◆ **Consigne**: Recopiez toutes ces lignes sans rien y changer.
----------------------------------------
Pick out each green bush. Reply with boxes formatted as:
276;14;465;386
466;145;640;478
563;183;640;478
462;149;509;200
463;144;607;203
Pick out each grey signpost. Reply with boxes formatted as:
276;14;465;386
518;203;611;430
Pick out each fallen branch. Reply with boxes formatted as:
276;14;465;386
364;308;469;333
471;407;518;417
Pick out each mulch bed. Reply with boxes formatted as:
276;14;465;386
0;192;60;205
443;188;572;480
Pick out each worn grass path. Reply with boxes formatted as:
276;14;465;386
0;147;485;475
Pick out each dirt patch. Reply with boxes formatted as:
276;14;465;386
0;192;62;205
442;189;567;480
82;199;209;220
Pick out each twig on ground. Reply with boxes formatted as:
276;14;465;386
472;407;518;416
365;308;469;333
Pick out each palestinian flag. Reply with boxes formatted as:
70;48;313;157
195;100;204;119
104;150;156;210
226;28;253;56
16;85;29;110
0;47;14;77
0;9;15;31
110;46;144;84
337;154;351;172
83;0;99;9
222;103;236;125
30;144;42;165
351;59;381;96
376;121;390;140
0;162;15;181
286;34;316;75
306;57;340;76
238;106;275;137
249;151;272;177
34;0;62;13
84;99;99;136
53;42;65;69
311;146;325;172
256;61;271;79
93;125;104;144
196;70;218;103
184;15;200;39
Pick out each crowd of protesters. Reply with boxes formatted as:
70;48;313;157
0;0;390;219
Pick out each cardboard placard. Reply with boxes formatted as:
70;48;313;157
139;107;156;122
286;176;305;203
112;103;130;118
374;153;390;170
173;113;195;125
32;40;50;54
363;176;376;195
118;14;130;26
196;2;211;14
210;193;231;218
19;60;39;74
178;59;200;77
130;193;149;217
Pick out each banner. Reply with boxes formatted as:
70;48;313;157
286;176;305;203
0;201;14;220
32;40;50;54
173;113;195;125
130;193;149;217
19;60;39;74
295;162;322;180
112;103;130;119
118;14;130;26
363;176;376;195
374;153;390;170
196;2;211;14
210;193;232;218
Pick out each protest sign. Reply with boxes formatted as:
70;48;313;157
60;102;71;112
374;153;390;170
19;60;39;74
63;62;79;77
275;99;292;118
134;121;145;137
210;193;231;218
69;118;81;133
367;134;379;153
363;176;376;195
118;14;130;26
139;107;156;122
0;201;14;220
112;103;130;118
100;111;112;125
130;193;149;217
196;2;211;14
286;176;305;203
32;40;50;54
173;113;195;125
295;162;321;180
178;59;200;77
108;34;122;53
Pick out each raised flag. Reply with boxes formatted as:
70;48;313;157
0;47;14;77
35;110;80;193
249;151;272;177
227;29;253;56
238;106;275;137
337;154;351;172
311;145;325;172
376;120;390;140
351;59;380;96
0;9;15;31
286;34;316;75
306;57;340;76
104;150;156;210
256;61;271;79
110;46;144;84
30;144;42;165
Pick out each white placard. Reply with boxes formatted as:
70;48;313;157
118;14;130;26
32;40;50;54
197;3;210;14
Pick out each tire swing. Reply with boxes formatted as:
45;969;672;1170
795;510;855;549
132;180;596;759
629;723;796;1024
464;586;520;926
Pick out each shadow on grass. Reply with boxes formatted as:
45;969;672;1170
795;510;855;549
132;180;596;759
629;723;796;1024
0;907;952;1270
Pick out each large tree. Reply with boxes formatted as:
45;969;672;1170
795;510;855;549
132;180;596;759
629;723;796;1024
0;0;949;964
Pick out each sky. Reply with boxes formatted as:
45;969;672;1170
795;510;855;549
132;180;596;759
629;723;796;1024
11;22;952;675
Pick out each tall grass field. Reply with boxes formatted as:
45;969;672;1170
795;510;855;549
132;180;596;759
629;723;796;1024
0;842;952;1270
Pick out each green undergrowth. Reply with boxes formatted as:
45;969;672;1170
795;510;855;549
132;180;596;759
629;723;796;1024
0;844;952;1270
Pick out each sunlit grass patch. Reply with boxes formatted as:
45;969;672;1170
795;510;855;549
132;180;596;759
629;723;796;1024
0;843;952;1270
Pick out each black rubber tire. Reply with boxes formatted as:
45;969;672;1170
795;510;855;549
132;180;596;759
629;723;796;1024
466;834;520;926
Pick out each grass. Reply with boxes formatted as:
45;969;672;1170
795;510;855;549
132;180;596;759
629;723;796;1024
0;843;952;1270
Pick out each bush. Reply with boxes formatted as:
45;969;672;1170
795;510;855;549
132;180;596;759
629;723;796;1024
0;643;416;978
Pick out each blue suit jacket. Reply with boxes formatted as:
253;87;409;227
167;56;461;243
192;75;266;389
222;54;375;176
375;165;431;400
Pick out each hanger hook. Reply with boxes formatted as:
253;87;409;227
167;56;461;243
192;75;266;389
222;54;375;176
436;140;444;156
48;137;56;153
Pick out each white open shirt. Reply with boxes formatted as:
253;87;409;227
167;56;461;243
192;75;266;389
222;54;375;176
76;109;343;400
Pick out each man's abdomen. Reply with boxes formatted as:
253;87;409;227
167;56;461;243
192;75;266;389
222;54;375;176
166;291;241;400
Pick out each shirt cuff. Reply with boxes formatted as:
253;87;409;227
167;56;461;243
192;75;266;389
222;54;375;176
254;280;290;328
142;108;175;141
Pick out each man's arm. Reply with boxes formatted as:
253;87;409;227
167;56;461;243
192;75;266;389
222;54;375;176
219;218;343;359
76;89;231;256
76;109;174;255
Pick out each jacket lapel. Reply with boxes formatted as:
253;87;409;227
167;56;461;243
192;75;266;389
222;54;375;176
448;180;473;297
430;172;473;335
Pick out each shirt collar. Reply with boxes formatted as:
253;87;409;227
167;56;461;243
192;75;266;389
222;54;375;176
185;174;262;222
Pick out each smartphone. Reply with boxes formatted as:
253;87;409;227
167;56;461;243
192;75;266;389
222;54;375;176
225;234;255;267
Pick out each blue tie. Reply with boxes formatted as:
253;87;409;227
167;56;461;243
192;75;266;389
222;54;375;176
----------------------------------------
◆ **Résultat**:
Pick out each green bush. Reply with boxes formatted as:
276;14;465;386
466;145;640;478
563;183;640;478
462;149;509;200
463;144;607;203
Pick out each grey signpost. Reply with boxes formatted as:
276;14;465;386
518;203;611;430
Pick out each fallen branch. Reply with boxes formatted as:
276;14;465;386
364;308;469;333
471;407;518;417
Pick out each mulch bed. Reply with boxes formatted as:
276;14;465;386
0;192;60;205
443;188;572;480
Pick out each worn grass path. Reply with boxes formatted as:
276;14;465;386
0;147;485;475
Pick out each dirt patch. Reply with boxes formatted as:
276;14;465;386
0;192;62;205
442;189;567;480
82;199;209;220
Pick out each twig on ground. Reply with boxes formatted as:
276;14;465;386
472;407;518;416
365;308;469;333
Pick out each palestinian flag. Reply with boxes formatted as:
70;48;313;157
195;100;204;119
104;150;156;210
226;28;253;56
16;85;29;110
0;47;14;77
0;9;15;31
110;46;144;84
337;154;351;172
83;0;99;9
222;103;236;125
30;144;42;165
351;59;381;96
376;121;390;140
0;162;15;181
286;34;316;75
306;57;340;76
238;106;275;137
249;151;272;177
34;0;62;13
84;99;99;136
53;42;65;69
311;146;325;172
256;61;271;79
93;125;104;144
196;70;218;103
184;15;200;39
Pick out each crowd of protesters. Reply with boxes formatted as:
70;48;313;157
0;0;390;219
Pick out each cardboard placard. Reply with boxes formatted as:
70;48;313;157
139;107;156;122
286;176;305;203
112;103;130;118
374;153;390;170
173;113;195;125
32;40;50;54
363;176;376;195
118;14;130;26
196;2;211;14
210;193;231;218
19;60;39;74
178;59;200;77
130;193;149;217
Pick out each banner. Reply with boxes formatted as:
70;48;313;157
286;176;305;203
0;201;14;220
32;40;50;54
173;113;195;125
130;193;149;217
19;60;39;74
295;162;322;180
112;103;130;119
118;14;130;26
363;176;376;195
374;153;390;170
196;2;211;14
210;193;232;218
Pick out each protest sign. Reply with boxes formatted as:
70;48;313;157
60;102;71;112
374;153;390;170
19;60;39;74
63;62;79;77
275;99;292;118
134;121;145;137
210;193;231;218
69;118;81;133
367;134;379;153
363;176;376;195
118;14;130;26
139;107;156;122
0;201;14;220
112;103;130;118
100;111;112;125
130;193;149;217
196;2;211;14
286;176;305;203
32;40;50;54
173;113;195;125
295;162;321;180
178;59;200;77
108;34;122;53
Pick out each raised flag. Reply with boxes formatted as:
70;48;313;157
0;47;14;77
35;110;80;193
249;151;272;177
227;29;253;56
238;106;275;137
337;154;351;172
311;145;325;172
376;120;390;140
351;59;380;96
0;9;15;31
286;34;316;75
306;57;340;76
104;150;156;210
256;61;271;79
110;46;144;84
30;144;42;165
Pick out each white placard. Reply with boxes formatted as:
70;48;313;157
118;14;130;26
32;40;50;54
197;3;210;14
Pick out each tire swing. Reply with boxes formatted as:
45;969;672;1170
795;510;855;549
132;180;596;759
629;723;796;1024
464;586;520;926
Pick out each shadow on grass. Reply with boxes formatted as:
45;969;672;1170
795;510;855;549
132;180;596;759
629;723;796;1024
0;907;952;1270
Pick out each large tree. Reply with boxes formatted as:
45;969;672;1170
795;510;855;549
132;180;596;759
629;723;796;1024
0;0;949;964
Pick out each sky. Reply with boxes formatted as:
45;969;672;1170
795;510;855;549
132;180;596;759
629;723;796;1024
11;22;952;675
Pick out each tall grass field. Reply with boxes formatted as:
45;969;672;1170
795;510;855;549
132;180;596;759
629;723;796;1024
0;842;952;1270
Pick out each green undergrowth. Reply with boxes formatted as:
45;969;672;1170
795;510;855;549
132;180;596;759
629;723;796;1024
0;844;952;1270
Pick out each sunlit grass patch. Reply with boxes formatted as:
45;969;672;1170
795;510;855;549
132;180;596;759
629;723;796;1024
0;843;952;1270
Pick out each black rubber tire. Reply with boxes formatted as:
45;969;672;1170
795;510;855;549
132;180;596;759
629;723;796;1024
466;834;520;926
Pick out each grass. Reply with boxes formatted as:
45;969;672;1170
795;510;855;549
132;180;596;759
629;723;796;1024
0;843;952;1270
Pick out each bush. Reply with boxes formatted as:
45;969;672;1170
795;510;855;549
132;180;596;759
629;723;796;1024
0;643;416;978
Pick out each blue suit jacket. Reply with boxes formatted as:
253;87;409;227
167;56;461;243
192;75;266;389
222;54;375;176
375;165;431;400
Pick out each hanger hook. Reply with boxes formatted as:
253;87;409;227
167;56;461;243
192;75;266;389
222;54;375;176
436;140;444;156
48;137;56;153
Pick out each white open shirt. Reply with boxes formatted as:
253;87;409;227
167;56;461;243
192;75;266;389
222;54;375;176
76;109;343;400
Pick out each man's abdomen. Reply with boxes formatted as:
253;87;409;227
167;56;461;243
192;75;266;389
222;54;375;176
166;291;241;400
Pick out each shirt cuff. Reply with boxes formatted as:
253;87;409;227
167;56;461;243
192;75;266;389
222;54;375;176
254;280;290;328
142;108;175;141
Pick out each man's arm. Reply with boxes formatted as:
253;87;409;227
167;56;461;243
192;75;266;389
222;54;375;176
219;218;343;359
76;89;231;256
76;109;174;255
Pick out each jacket lapel. Reply with boxes formatted as:
253;87;409;227
167;56;461;243
192;75;266;389
222;54;375;176
448;180;473;297
430;172;473;335
Pick out each shirt collar. Reply with boxes formatted as:
253;87;409;227
167;56;461;243
192;75;266;389
222;54;375;176
185;174;262;222
Pick out each smartphone. Reply with boxes formatted as:
253;87;409;227
167;56;461;243
192;75;266;389
222;54;375;176
225;234;255;267
Pick out each blue tie. Reply with boxes formatted as:
253;87;409;227
167;56;461;243
192;75;266;389
222;54;375;176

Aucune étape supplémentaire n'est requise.